WHAT THE TASK REQUIRES -
Reproduce verbatim the rows that begin with the line containing "For the benchmark, point out every instance of the brick" and run through the last of the rows below, including both the first and final lines.

INPUT ROWS -
=====
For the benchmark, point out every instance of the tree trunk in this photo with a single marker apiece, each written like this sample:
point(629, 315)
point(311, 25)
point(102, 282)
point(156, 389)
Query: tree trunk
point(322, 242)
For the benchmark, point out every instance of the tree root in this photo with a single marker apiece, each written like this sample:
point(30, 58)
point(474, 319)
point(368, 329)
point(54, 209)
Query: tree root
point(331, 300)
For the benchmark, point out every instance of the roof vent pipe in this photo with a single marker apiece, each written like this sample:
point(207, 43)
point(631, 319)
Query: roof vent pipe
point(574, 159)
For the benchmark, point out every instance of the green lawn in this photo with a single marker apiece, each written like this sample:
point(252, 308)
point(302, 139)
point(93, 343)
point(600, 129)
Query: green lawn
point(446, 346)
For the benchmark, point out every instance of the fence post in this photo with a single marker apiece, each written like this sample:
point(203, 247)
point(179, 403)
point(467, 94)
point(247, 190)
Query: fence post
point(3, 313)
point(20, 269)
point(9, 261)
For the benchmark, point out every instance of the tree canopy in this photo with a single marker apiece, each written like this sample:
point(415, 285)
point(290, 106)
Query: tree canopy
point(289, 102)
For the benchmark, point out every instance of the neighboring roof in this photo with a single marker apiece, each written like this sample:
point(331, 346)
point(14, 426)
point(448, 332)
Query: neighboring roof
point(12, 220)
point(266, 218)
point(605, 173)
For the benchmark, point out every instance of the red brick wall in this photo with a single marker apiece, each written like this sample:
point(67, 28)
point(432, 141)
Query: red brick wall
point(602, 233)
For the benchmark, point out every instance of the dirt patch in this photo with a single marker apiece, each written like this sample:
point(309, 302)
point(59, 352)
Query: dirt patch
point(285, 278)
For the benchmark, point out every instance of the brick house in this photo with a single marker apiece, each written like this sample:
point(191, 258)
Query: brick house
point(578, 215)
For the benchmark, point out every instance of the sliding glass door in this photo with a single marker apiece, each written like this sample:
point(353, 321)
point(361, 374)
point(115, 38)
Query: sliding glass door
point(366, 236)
=====
OUTPUT FOR THIS EXERCISE -
For the benchmark, point out every instance of the brick house in this photo with a single marker apiece, each written like this sample:
point(191, 258)
Query: brick house
point(578, 215)
For the benchmark, point out every instance of the sliding glass door in this photo with a single marker apiece, each written like this sample:
point(353, 321)
point(361, 374)
point(115, 38)
Query: sliding glass door
point(366, 236)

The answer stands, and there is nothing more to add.